### RECORDED DATA
----

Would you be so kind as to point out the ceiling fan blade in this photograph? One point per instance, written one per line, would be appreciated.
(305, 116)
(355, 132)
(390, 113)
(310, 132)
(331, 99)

----

### ABOUT THIS EXERCISE
Each entry above should be retyped exactly, with nothing missed.

### RESPONSE TO THIS EXERCISE
Would you be so kind as to point out the ceiling fan blade in this photograph? One point per instance, written one per line, would be appreciated.
(305, 116)
(355, 132)
(390, 113)
(310, 132)
(331, 99)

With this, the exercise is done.